**Required work**: Lay out each line of the entries below as a Markdown table with a No. column for the row number and a Text column for the line. Skip any blank lines.

**Task material**:
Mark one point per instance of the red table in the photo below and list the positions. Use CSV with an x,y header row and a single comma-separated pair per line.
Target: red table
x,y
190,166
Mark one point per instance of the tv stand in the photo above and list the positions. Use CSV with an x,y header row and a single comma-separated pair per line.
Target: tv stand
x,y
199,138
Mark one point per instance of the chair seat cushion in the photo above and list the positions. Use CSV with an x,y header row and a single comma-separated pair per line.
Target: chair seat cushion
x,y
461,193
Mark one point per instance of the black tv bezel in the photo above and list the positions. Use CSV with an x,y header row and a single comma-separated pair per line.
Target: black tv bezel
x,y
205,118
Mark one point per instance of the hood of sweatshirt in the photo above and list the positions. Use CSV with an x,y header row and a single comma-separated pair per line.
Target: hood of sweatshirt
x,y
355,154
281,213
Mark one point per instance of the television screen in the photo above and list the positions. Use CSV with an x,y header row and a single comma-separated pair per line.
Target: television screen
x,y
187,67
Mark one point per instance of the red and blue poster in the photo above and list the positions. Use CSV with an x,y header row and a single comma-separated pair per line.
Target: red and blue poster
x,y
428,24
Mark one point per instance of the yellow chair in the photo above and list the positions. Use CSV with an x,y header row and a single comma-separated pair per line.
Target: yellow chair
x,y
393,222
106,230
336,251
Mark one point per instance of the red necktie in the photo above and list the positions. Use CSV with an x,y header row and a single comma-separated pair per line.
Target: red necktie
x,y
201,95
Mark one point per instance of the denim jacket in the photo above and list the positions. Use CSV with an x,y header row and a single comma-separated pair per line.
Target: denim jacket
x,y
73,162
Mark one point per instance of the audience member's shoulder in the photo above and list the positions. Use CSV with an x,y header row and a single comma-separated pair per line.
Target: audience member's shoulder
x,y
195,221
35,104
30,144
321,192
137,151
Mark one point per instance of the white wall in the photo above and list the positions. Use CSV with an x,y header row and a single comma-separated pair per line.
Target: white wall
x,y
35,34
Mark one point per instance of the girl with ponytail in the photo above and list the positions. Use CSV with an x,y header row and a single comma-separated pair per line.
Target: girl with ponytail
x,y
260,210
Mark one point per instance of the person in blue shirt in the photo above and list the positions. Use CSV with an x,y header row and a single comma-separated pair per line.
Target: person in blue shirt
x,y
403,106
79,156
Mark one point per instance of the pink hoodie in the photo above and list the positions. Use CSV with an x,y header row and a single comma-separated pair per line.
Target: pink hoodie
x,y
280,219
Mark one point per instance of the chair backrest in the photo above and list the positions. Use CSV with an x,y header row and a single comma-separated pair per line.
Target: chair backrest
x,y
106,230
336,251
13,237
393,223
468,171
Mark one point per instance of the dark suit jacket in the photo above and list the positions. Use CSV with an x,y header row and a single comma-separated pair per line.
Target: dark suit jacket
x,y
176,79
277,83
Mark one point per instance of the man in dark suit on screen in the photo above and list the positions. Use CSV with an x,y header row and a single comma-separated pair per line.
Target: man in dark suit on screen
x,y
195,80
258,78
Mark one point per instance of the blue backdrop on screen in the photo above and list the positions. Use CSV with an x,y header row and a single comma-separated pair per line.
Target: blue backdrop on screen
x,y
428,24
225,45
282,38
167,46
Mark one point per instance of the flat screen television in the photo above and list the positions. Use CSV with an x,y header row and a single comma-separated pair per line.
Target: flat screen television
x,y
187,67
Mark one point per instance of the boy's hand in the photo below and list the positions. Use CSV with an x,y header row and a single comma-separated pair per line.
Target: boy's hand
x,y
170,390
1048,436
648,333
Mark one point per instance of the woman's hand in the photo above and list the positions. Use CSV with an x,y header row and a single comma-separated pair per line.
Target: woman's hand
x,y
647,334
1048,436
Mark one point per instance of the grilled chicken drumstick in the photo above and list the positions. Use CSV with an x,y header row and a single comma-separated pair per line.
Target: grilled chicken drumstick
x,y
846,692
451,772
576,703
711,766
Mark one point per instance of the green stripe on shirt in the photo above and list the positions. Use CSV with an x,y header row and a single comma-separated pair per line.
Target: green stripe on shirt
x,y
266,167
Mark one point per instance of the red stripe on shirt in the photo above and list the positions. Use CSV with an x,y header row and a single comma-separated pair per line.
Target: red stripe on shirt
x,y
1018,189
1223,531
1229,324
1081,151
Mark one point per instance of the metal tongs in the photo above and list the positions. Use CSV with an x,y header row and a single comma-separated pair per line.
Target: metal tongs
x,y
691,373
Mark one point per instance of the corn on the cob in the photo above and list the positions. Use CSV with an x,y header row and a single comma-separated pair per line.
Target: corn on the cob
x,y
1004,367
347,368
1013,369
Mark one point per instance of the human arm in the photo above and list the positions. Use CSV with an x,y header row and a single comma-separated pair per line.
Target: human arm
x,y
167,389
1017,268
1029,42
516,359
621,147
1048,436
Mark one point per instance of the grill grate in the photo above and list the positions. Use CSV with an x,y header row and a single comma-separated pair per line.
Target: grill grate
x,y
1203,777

**Response for this exercise**:
| No. | Text |
|---|---|
| 1 | Mark one point per instance of the red table in the photo below and list the positions. Use CSV with an x,y header row and a single comma-separated pair per line. |
| 2 | Target: red table |
| 3 | x,y |
| 4 | 190,166 |
| 5 | Mark one point per instance of the tv stand in the photo above and list the positions. Use CSV with an x,y header row and a single comma-separated pair per line. |
| 6 | Target: tv stand |
| 7 | x,y |
| 8 | 199,138 |
| 9 | Mark one point per instance of the chair seat cushion in the photo above and list the positions. Use CSV with an x,y header row and a single comma-separated pair per line. |
| 10 | Target: chair seat cushion |
| 11 | x,y |
| 12 | 461,193 |
| 13 | Mark one point per instance of the black tv bezel in the photo above and list the positions. Use CSV with an x,y header row and a single comma-separated pair per line. |
| 14 | Target: black tv bezel |
| 15 | x,y |
| 16 | 205,118 |
| 17 | Mark one point per instance of the hood of sweatshirt in the photo above and list the positions. Use CSV with an x,y header row and a single comma-separated pair per line. |
| 18 | Target: hood of sweatshirt |
| 19 | x,y |
| 20 | 355,154 |
| 21 | 281,213 |
| 22 | Mark one point per instance of the television screen in the photo above and list the positions. Use CSV with an x,y header row and a single comma-separated pair per line. |
| 23 | Target: television screen |
| 24 | x,y |
| 25 | 187,67 |
| 26 | Mark one point per instance of the red and blue poster in the photo above and list the positions. Use CSV with an x,y header row and a single comma-separated pair per line. |
| 27 | Target: red and blue poster |
| 28 | x,y |
| 29 | 428,24 |
| 30 | Mark one point per instance of the yellow chair in the photo above and list the positions. Use CSV with an x,y header row and a single comma-separated pair per line. |
| 31 | Target: yellow chair |
| 32 | x,y |
| 33 | 393,222 |
| 34 | 106,230 |
| 35 | 336,251 |
| 36 | Mark one point per instance of the red necktie in the photo above and list the positions. Use CSV with an x,y header row and a single comma-separated pair per line. |
| 37 | Target: red necktie |
| 38 | x,y |
| 39 | 201,95 |
| 40 | Mark one point per instance of the denim jacket in the photo above and list the positions. Use CSV with an x,y header row and a single comma-separated pair per line. |
| 41 | Target: denim jacket |
| 42 | x,y |
| 43 | 73,162 |
| 44 | Mark one point per instance of the audience member's shoulder in the photo above and list the positions. Use CSV with an x,y header row and a single comma-separated pair per line. |
| 45 | Target: audience member's shoulder |
| 46 | x,y |
| 47 | 195,221 |
| 48 | 35,104 |
| 49 | 30,144 |
| 50 | 321,192 |
| 51 | 137,151 |
| 52 | Mark one point per instance of the white wall in the photo above and list the positions. Use CSV with an x,y header row and a single comma-separated pair per line. |
| 53 | Target: white wall |
| 54 | x,y |
| 55 | 35,34 |
| 56 | Mark one point per instance of the girl with ponytail in the photo above and list the positions. Use CSV with an x,y header row and a single comma-separated pair per line. |
| 57 | Target: girl with ponytail |
| 58 | x,y |
| 59 | 260,210 |
| 60 | Mark one point per instance of the person in blue shirt in the photo above and list the positions. Use CSV with an x,y header row and a single comma-separated pair per line. |
| 61 | Target: person in blue shirt |
| 62 | x,y |
| 63 | 403,106 |
| 64 | 79,156 |
| 65 | Mark one point per instance of the pink hoodie in the photo above and list the positions. Use CSV with an x,y header row and a single comma-separated pair per line. |
| 66 | Target: pink hoodie |
| 67 | x,y |
| 68 | 280,219 |
| 69 | Mark one point per instance of the chair backrest in the photo above and list the positions. Use CSV with an x,y header row and a single comma-separated pair per line. |
| 70 | Target: chair backrest |
| 71 | x,y |
| 72 | 106,230 |
| 73 | 336,251 |
| 74 | 13,237 |
| 75 | 393,223 |
| 76 | 468,171 |
| 77 | Mark one point per instance of the dark suit jacket in the photo above and list the positions. Use CSV with an x,y header row and a single comma-separated pair per line. |
| 78 | Target: dark suit jacket |
| 79 | x,y |
| 80 | 176,79 |
| 81 | 277,83 |
| 82 | Mark one point per instance of the man in dark suit on screen in the photo above and list the positions. Use CSV with an x,y header row and a single comma-separated pair per line. |
| 83 | Target: man in dark suit on screen |
| 84 | x,y |
| 85 | 195,80 |
| 86 | 258,78 |
| 87 | Mark one point per instance of the blue backdrop on screen in the photo above and list the positions. Use CSV with an x,y header row and a single comma-separated pair per line. |
| 88 | Target: blue backdrop on screen |
| 89 | x,y |
| 90 | 428,24 |
| 91 | 225,45 |
| 92 | 282,38 |
| 93 | 167,46 |
| 94 | Mark one point per instance of the flat screen television in the photo above and list the positions. Use CSV with an x,y header row and a single comma-separated pair per line. |
| 95 | Target: flat screen television |
| 96 | x,y |
| 97 | 187,67 |
| 98 | Mark one point per instance of the boy's hand in the photo below and list the positions. Use CSV with an x,y header row and a single comma-separated pair per line. |
| 99 | Target: boy's hand |
| 100 | x,y |
| 101 | 170,390 |
| 102 | 1048,436 |
| 103 | 648,333 |
| 104 | Mark one point per instance of the woman's hand in the photo above and list the positions. Use CSV with an x,y header row and a single comma-separated pair per line. |
| 105 | Target: woman's hand |
| 106 | x,y |
| 107 | 647,334 |
| 108 | 1048,436 |
| 109 | Mark one point per instance of the grilled chicken drumstick in the photo above and list the positions. Use CSV with an x,y header row and a single comma-separated pair per line. |
| 110 | Target: grilled chicken drumstick |
| 111 | x,y |
| 112 | 846,692 |
| 113 | 451,772 |
| 114 | 576,703 |
| 115 | 711,766 |
| 116 | Mark one point per instance of the green stripe on shirt in the photo above and list the positions. Use CSV with an x,y header row and a single comma-separated pair per line. |
| 117 | Target: green stripe on shirt |
| 118 | x,y |
| 119 | 266,167 |
| 120 | Mark one point per instance of the red stripe on shirt in the photo above and list the positions. Use CSV with an x,y header row and a single comma-separated pair per line. |
| 121 | Target: red stripe on shirt |
| 122 | x,y |
| 123 | 1018,189 |
| 124 | 1223,531 |
| 125 | 1229,324 |
| 126 | 1081,151 |
| 127 | Mark one point per instance of the metal tongs in the photo above and list the positions. Use CSV with an x,y header row and a single comma-separated pair per line. |
| 128 | Target: metal tongs |
| 129 | x,y |
| 130 | 691,373 |
| 131 | Mark one point per instance of the corn on the cob in the photo above and list the positions. Use CSV with an x,y header row and a single comma-separated pair per line. |
| 132 | Target: corn on the cob |
| 133 | x,y |
| 134 | 1004,367 |
| 135 | 347,368 |
| 136 | 1013,369 |
| 137 | Mark one point per instance of the human arm in the photo above and list the positions. Use CSV with an x,y header row and a single comma-separated pair per line. |
| 138 | Target: human arm |
| 139 | x,y |
| 140 | 167,389 |
| 141 | 1017,268 |
| 142 | 1029,42 |
| 143 | 516,359 |
| 144 | 621,147 |
| 145 | 1048,436 |
| 146 | Mark one point per instance of the grill grate in the photo above and list the positions. Use CSV with an x,y header row and a single comma-separated pair per line. |
| 147 | Target: grill grate |
| 148 | x,y |
| 149 | 1203,777 |